Recorded information Block Start
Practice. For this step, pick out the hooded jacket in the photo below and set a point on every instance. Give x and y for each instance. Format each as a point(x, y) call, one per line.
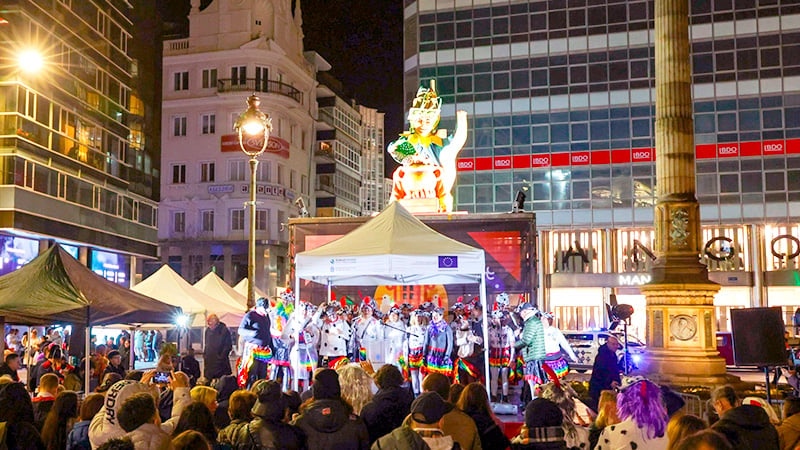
point(789, 432)
point(330, 425)
point(105, 425)
point(386, 411)
point(17, 411)
point(748, 427)
point(150, 436)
Recorded information Block End
= Your objective =
All of the entries above are to be written out exactly, with no pictures.

= Response for this exercise =
Practice. For this step, pick out the hooded jacket in the photo below and set a point on every instance. Give x and y for each instance. Format each as a point(x, y) call, one per line.
point(789, 432)
point(330, 425)
point(105, 425)
point(386, 411)
point(17, 411)
point(748, 427)
point(150, 436)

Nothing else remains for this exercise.